## [The input]
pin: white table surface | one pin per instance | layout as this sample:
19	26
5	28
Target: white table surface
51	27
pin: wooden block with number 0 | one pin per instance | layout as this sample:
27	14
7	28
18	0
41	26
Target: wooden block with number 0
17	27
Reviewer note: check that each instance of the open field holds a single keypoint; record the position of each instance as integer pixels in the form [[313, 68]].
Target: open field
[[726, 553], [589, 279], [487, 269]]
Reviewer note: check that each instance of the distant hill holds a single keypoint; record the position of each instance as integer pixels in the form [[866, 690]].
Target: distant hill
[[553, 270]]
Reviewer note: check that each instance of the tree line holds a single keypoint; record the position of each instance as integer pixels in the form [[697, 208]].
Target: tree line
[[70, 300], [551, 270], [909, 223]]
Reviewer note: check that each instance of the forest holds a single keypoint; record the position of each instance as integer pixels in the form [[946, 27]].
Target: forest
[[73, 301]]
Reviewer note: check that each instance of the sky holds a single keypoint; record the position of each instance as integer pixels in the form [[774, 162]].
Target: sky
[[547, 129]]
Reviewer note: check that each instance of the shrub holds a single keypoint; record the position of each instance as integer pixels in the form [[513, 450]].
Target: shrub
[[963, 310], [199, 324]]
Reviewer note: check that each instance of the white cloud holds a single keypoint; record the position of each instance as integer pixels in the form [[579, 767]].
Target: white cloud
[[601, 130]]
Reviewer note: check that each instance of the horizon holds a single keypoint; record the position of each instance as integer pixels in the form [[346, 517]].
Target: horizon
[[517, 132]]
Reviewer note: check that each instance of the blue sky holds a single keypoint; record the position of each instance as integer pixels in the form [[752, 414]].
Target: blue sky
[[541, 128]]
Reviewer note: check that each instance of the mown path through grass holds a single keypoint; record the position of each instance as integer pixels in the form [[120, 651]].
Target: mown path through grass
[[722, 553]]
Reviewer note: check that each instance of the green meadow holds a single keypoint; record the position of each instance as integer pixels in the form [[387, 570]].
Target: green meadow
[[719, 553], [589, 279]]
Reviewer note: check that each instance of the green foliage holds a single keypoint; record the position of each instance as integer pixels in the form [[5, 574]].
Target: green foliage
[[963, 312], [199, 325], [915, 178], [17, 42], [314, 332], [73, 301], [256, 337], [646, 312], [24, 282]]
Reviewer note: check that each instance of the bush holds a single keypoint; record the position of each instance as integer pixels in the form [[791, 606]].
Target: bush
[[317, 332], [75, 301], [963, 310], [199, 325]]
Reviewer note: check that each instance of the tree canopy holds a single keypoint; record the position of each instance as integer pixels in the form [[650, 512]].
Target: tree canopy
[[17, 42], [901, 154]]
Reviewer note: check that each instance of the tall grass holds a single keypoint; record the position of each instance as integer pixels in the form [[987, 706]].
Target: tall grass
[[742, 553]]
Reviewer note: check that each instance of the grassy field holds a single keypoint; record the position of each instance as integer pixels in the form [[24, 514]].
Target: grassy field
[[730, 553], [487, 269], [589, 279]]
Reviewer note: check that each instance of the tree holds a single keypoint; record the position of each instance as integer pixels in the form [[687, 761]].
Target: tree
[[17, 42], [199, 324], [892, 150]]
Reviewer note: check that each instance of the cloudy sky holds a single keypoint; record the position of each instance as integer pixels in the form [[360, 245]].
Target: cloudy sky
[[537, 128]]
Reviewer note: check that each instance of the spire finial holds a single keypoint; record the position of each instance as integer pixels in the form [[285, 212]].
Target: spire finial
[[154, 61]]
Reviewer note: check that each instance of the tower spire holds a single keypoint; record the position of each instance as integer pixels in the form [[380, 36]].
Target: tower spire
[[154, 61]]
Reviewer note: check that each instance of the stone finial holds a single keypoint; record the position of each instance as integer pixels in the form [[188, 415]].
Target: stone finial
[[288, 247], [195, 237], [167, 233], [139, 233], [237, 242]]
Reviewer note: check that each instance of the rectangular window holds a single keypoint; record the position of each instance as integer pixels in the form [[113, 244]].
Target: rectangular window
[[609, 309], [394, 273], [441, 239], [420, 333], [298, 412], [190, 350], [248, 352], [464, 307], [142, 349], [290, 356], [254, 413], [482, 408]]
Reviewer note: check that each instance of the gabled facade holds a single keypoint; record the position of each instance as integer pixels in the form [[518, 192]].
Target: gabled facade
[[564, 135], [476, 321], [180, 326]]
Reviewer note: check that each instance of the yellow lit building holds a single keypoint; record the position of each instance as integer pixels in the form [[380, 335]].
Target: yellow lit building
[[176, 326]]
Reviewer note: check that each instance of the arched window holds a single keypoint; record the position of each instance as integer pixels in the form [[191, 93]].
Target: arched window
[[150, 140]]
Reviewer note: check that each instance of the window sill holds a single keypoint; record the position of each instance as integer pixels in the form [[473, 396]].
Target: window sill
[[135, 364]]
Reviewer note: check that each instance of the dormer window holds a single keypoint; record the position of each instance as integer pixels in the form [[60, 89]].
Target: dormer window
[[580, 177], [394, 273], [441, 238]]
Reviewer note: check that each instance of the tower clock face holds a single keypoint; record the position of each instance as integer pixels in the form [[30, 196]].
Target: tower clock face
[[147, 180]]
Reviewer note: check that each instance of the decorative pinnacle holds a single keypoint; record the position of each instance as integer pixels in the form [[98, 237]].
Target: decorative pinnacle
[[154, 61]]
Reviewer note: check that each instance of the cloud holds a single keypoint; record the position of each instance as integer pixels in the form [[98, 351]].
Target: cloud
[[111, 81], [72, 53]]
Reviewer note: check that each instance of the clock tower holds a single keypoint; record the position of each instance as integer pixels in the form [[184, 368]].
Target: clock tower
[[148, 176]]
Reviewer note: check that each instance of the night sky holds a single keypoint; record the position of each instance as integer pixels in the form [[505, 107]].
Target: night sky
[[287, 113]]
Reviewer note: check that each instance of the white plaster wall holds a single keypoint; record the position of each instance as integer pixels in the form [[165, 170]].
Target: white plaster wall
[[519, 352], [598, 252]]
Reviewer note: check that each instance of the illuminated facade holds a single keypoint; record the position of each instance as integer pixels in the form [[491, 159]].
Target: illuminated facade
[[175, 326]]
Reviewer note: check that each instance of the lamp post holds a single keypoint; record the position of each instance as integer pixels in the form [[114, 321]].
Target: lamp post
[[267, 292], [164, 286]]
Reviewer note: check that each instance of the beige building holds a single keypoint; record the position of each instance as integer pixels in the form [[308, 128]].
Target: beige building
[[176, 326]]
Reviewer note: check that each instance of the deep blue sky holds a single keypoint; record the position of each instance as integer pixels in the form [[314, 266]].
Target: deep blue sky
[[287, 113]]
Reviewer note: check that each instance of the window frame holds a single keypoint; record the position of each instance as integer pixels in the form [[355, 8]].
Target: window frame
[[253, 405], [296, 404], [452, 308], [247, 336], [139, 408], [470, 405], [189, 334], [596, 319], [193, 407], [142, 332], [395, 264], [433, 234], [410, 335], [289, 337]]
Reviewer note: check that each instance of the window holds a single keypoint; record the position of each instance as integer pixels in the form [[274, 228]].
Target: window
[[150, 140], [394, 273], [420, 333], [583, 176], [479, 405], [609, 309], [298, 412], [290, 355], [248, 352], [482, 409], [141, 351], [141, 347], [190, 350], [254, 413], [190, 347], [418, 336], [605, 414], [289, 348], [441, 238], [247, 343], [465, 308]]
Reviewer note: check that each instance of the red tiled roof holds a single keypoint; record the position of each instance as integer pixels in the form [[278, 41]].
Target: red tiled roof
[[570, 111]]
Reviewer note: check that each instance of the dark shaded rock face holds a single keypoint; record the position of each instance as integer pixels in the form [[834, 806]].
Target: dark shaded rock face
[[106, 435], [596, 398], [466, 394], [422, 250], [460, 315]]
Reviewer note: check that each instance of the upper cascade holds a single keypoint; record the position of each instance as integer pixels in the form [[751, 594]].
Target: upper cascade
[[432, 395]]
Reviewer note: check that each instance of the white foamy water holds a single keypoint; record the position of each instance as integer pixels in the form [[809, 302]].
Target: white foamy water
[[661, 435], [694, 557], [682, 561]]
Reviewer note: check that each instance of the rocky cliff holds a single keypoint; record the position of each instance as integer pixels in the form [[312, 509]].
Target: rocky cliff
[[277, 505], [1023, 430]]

## [Exercise]
Retype only the lines above between the line with "Reviewer note: check that each instance of the deep" and the line with "Reviewer note: check that each instance of the window frame", counting those two lines as well, and keep every character as it is.

## [Solution below]
Reviewer note: check that each instance of the deep blue sky holds a single keypoint; record the position of each instance as integer pixels in the form [[314, 266]].
Target: deep blue sky
[[287, 113]]
Reviewer note: check that each instance of the window frame holds a single keypoint; record the position of each instance as integer pixels in the form [[355, 8]].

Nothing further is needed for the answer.